#### Rows

___

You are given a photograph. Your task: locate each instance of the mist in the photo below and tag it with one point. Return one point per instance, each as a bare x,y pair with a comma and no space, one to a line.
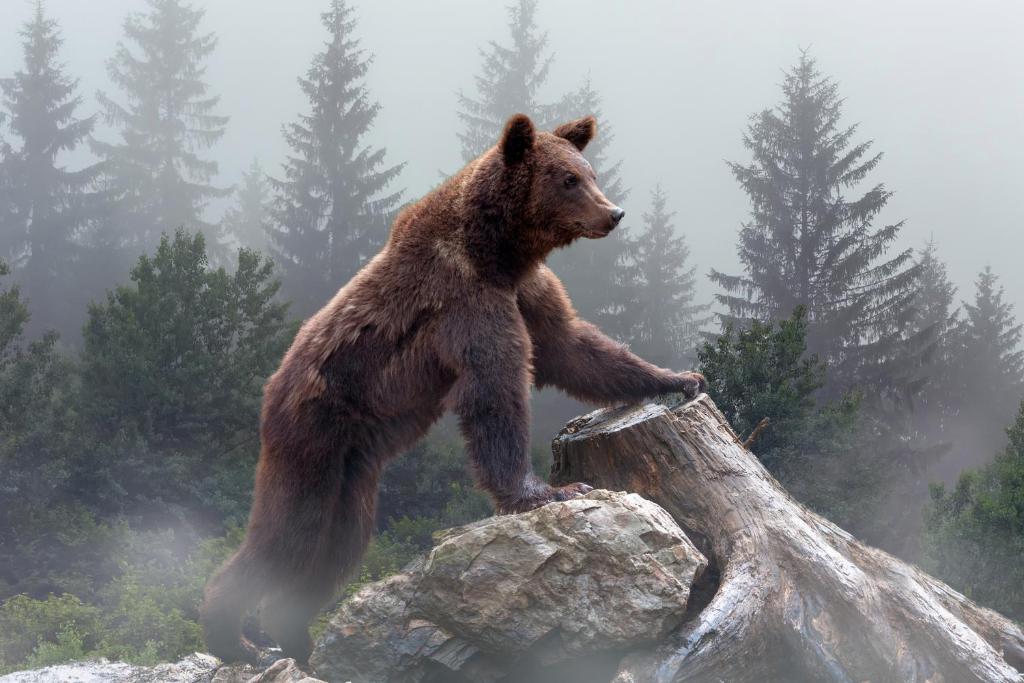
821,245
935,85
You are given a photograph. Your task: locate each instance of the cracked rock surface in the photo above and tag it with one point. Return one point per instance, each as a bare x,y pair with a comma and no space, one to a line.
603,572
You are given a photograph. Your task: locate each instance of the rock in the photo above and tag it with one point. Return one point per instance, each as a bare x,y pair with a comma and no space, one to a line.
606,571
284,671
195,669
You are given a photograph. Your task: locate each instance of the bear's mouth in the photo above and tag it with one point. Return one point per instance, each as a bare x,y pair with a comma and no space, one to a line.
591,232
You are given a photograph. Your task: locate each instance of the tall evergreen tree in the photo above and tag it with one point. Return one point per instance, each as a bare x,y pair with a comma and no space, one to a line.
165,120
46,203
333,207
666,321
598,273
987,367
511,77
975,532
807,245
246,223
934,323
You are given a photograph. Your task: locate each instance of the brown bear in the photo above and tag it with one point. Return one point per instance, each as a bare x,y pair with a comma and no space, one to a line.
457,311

___

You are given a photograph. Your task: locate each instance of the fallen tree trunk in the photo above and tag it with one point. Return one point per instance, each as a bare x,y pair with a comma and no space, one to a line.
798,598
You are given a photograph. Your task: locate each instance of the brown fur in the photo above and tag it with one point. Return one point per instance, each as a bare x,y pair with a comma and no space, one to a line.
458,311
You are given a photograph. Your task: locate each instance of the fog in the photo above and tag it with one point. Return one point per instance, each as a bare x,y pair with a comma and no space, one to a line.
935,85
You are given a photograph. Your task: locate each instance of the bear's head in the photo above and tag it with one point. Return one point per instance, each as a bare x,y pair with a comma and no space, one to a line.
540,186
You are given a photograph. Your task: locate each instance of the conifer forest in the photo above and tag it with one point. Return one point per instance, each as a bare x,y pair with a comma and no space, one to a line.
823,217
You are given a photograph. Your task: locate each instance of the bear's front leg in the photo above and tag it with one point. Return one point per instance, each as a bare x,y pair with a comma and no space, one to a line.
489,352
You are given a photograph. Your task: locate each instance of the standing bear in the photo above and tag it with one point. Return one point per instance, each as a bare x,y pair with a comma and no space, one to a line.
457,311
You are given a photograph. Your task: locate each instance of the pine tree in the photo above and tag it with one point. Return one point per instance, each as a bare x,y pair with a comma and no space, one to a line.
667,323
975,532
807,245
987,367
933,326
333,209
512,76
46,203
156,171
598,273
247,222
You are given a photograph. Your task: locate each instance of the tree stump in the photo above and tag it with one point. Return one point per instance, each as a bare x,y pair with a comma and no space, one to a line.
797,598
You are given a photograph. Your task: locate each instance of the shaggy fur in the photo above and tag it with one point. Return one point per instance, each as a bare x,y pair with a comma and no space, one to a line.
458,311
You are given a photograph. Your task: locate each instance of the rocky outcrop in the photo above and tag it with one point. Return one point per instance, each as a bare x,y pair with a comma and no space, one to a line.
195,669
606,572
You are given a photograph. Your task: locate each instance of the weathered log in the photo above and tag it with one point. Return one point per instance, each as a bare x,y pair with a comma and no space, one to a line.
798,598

___

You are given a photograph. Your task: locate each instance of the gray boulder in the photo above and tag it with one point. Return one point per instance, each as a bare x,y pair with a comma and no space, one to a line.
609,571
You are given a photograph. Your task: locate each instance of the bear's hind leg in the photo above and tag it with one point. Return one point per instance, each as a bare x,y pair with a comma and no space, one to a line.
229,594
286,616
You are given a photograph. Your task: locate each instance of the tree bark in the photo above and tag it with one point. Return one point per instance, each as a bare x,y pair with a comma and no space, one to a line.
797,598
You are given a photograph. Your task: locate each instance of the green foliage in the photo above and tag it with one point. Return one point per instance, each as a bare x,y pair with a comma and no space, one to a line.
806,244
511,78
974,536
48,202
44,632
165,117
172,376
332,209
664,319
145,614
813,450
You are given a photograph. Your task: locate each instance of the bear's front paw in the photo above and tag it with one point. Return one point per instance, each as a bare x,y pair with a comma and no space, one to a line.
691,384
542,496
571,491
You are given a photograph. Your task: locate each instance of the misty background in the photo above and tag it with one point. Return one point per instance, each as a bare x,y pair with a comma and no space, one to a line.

___

#### Requirements
Copy out each line of the material above that contains the word "front".

#### Finished task
You are given a photograph. Your task: locate each instance of the bear's front leg in the photo above and tag it with one point. Return one point per instance, each as a bare x,y pair with a comma and no space, one to a line.
You are given a photograph. Your task: locate each instance of the bear's front paw in the photo above and tag it with one point. Return one point per instance, each as a bare x,y pair with a comma and no space, one to a line.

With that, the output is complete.